### Задания
1. Перепишите без изменений фрагмент текста о Делии и Пони, начиная со слов «Благодаря Пони, своей» и заканчивая словами «большую часть юности.».
2. Переведите на английский язык предложение из текста о Делии и Пони: «Я остановилась у большого здания, которое было Храмом или Школой».
3. Напишите продолжение текста о Делии и Пони, начав сразу после его последнего предложения.

───── Предложенный текст ─────

На той неделе случилось кое-что чудесное и невыразимое. Она вышла из дома и плакала за гаражом, когда к ней подошел красивый, маленький шотландский Пони. Дни шли, и этот воображаемый Пони стал ее более чем реальным спутником. Она воображала, как положит руку на его шею и Пони прижмется к ней. Тогда она откроет ему все свои чувства в эмоциональном и безмолвном общении, потому что Пони все поймет и без слов. Она помнит большую любовь между ней и Пони, то, насколько безопасно и спокойно она почувствовала себя, когда он пришел к ней. Она также вспомнила ощущение, что с таким особенным другом она уже никогда ни в чем и ни в ком не будет нуждаться в «реальном» мире.
Благодаря Пони, своей глубокой связи с природой и усилению внутренней жизни, Делия выжила в опустошенной безэмоциональной атмосфере своей семьи. Однако около 10 или 11 лет, в предпубертатном возрасте, она стала испытывать растущее влияние компании своих подружек, благодаря которому она стала постепенно покидать мир детства. Голос в голове настойчиво спрашивал: «Ты собираешься взрослеть или нет?» У нее возникли противоречивые чувства к Пони. Примерно в это время ей приснился очень яркий сон, который она запомнила очень живо. Это горе, как в сновидении, сопровождало ее большую часть юности.
Пони и я прекрасно проводили время, играя на чудесной зеленой лужайке. Потом я повела Пони в центр города, который весь был белым… здания были белыми, улицы… деревья, все. Я остановилась у большого здания, которое было Храмом или Школой. Мне надо было войти туда… я не знаю почему… но внутри этого здания было запрещено играть с Пони. Я знала, что должна сделать. Пони не разрешалось войти внутрь. Я знала, что это значит. Придется покинуть друга. Это было ужасно. Я повернулась и вошла в Храм. Я больше никогда не видела Пони.

───── Исходные сведения ─────

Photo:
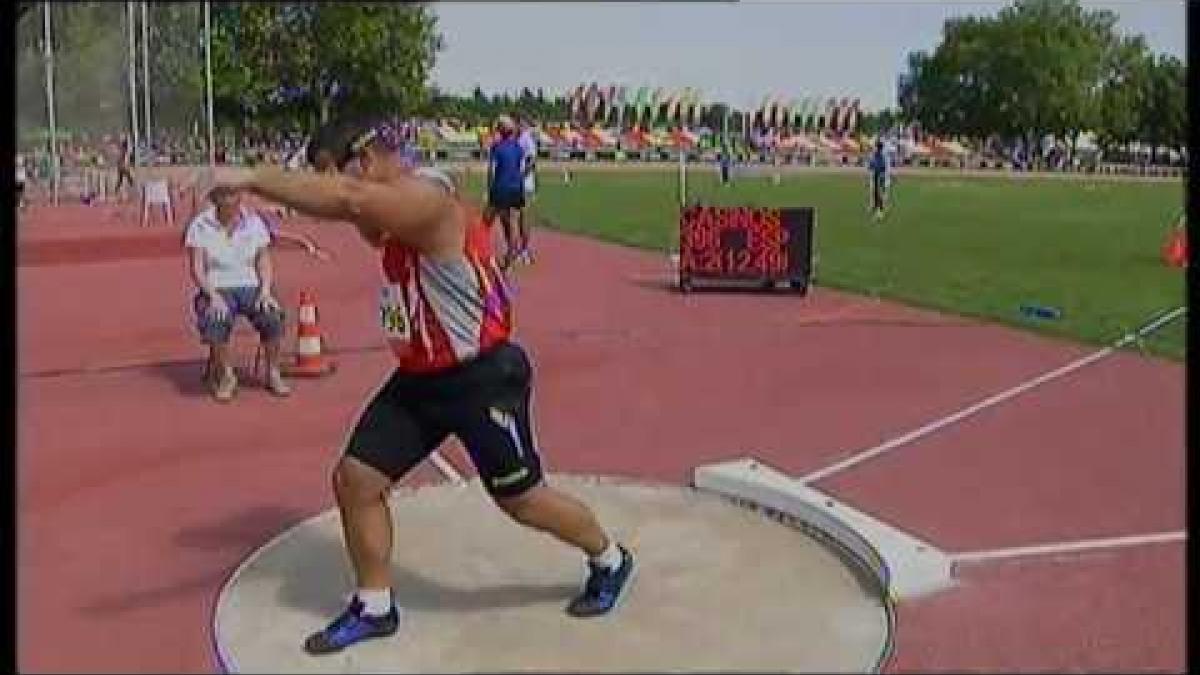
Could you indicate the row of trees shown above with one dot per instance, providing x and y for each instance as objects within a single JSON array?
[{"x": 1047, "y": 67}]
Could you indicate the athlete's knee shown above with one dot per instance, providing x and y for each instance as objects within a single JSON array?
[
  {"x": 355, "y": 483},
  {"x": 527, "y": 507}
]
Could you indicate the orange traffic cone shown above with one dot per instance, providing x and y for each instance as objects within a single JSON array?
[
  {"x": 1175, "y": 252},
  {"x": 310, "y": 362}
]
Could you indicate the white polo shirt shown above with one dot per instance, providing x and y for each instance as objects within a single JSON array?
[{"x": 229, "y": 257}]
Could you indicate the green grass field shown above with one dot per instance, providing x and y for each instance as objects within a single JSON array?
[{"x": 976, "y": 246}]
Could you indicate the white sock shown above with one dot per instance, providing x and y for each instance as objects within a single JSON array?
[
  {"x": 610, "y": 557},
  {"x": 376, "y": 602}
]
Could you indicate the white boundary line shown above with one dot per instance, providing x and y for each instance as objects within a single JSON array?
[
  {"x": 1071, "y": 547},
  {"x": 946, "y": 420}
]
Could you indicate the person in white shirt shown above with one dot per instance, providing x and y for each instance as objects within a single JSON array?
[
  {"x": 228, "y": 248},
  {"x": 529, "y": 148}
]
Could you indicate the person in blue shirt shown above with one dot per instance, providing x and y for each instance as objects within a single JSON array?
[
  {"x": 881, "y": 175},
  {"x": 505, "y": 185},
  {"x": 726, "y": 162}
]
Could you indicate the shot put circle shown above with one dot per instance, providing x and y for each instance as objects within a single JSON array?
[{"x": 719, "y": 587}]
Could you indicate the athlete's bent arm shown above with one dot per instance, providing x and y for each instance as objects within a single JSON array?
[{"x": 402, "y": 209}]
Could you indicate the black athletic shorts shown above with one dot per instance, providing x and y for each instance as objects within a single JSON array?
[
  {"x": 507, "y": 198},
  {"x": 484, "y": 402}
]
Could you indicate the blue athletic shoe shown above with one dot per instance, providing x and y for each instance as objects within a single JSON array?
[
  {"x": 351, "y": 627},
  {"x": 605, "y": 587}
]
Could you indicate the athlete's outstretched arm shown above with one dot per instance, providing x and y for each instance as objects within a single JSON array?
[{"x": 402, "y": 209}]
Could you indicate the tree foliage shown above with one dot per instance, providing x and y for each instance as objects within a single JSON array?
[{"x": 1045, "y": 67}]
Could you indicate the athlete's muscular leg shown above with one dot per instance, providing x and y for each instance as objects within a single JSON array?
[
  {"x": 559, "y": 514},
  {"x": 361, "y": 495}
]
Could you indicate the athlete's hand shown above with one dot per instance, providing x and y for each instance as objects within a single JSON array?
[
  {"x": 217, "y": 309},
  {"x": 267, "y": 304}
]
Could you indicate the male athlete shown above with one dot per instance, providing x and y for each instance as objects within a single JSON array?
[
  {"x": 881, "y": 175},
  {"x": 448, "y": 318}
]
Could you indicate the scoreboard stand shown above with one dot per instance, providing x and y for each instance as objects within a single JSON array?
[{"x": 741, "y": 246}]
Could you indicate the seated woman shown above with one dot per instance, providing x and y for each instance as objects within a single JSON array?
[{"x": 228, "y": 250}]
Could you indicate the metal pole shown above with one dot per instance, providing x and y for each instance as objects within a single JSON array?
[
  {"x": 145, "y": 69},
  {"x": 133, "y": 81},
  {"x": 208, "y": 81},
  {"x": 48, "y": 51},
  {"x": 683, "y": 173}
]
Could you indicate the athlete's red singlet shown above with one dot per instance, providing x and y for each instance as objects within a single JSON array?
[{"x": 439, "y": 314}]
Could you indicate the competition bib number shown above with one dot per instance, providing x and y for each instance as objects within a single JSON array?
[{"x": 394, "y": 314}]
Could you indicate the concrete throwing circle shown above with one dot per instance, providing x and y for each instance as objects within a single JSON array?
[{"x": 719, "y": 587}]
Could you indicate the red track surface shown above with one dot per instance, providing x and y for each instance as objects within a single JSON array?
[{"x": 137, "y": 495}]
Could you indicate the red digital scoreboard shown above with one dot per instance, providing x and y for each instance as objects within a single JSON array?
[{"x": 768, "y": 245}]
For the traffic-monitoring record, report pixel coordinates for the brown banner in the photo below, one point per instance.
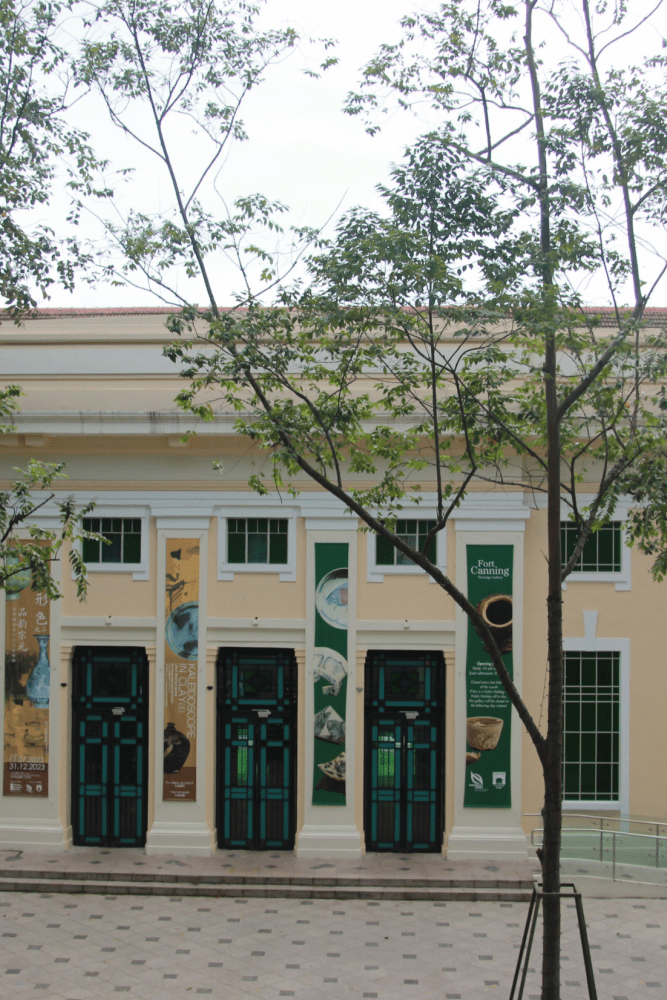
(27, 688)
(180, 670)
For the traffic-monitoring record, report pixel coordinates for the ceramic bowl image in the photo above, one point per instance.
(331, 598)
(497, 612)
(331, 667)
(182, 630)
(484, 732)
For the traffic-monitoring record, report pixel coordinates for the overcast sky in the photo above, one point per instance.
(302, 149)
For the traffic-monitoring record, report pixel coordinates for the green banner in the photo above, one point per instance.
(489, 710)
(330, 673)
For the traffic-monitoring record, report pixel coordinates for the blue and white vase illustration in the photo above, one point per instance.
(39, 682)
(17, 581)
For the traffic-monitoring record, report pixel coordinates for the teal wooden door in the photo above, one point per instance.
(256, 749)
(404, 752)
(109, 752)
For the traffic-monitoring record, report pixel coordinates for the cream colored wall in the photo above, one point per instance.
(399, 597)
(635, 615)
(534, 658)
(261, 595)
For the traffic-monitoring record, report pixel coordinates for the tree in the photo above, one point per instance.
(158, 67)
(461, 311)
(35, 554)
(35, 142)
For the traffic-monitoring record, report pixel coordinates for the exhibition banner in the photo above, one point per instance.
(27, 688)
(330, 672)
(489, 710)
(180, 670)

─────

### Ожидаемые ответы
1.
Благодаря Пони, своей глубокой связи с природой и усилению внутренней жизни, Делия выжила в опустошенной безэмоциональной атмосфере своей семьи. Однако около 10 или 11 лет, в предпубертатном возрасте, она стала испытывать растущее влияние компании своих подружек, благодаря которому она стала постепенно покидать мир детства. Голос в голове настойчиво спрашивал: «Ты собираешься взрослеть или нет?» У нее возникли противоречивые чувства к Пони. Примерно в это время ей приснился очень яркий сон, который она запомнила очень живо. Это горе, как в сновидении, сопровождало ее большую часть юности.

2. I stopped at a large building that was a Temple or a School.

3.
Этим сновидением отмечен порог, который Делия переступила в своем самовосприятии. Раньше ей бывало больно, иногда нестерпимо, и это чередовалось с радостью, которая охватывала ее, когда она вступала в свой воображаемый мир, в котором обитала особенная часть ее я – душа-животное. Теперь у нее появилось смутное чувство, что она «выше всего этого», она стала отстраненной, бесстрастной, наблюдая за происходящим вокруг нее в позиции холодного интеллектуального любопытства, полностью разорвав связи с миром Пони, в котором были возможны и страстное воодушевление, и невинные страдания, и удовольствие, с миром, который она теперь считала болезненным и инфантильным.
Однако, вступив в подростковый возраст, постепенно взрослея, Делия осознала, что на самом деле она отрезана и от других людей, и от своих глубинных чувств. Хотя она была талантливой спортсменкой и пользовалась популярностью среди других детей, она никак не понимала, почему она чувствовала себя такой отчужденной и отделенной от всех других людей. Внутренне она ощущала себя запятнанной какой-то безымянной «плохостью» и ущербностью, не видной за фальшивым лицом. К тому времени, когда она поступила в колледж, ее внутренняя разделенность приобрела черты самодеструкции. У нее было нарушение пищевого поведения, и она мучила себя голодом так жестоко, что однажды потребовалась госпитализация. Ее страх сойти с ума усиливался, и ей стали сниться сны, в которых Бог и дьявол боролись за ее душу.
Делия вносила отчаянные записи в свой дневник, чтобы хоть как-то сохранить душевное равновесие, в то время как две ее личности все больше отдалялись друг от друга. Наконец, она оказалась в психиатрической больнице, там ее «подлатали», но не исцелили. После выписки она нашла психотерапевта – хоть какую-то небольшую опору для себя в этом мире. В то время ее дневниковые записи, обучение и художественная деятельность были для нее «даром богов» и островками душевного равновесия, где она чувствовала себя реальной. Были и другие такие островки – церковь, раннее замужество, ее дети, некоторые дружеские привязанности, в которых она могла быть самой собой, по крайней мере, отчасти. Но теперь в свои сорок лет она снова была в отчаянии. Вновь запустился старый паттерн анорексии, и она знала, что нуждается в помощи.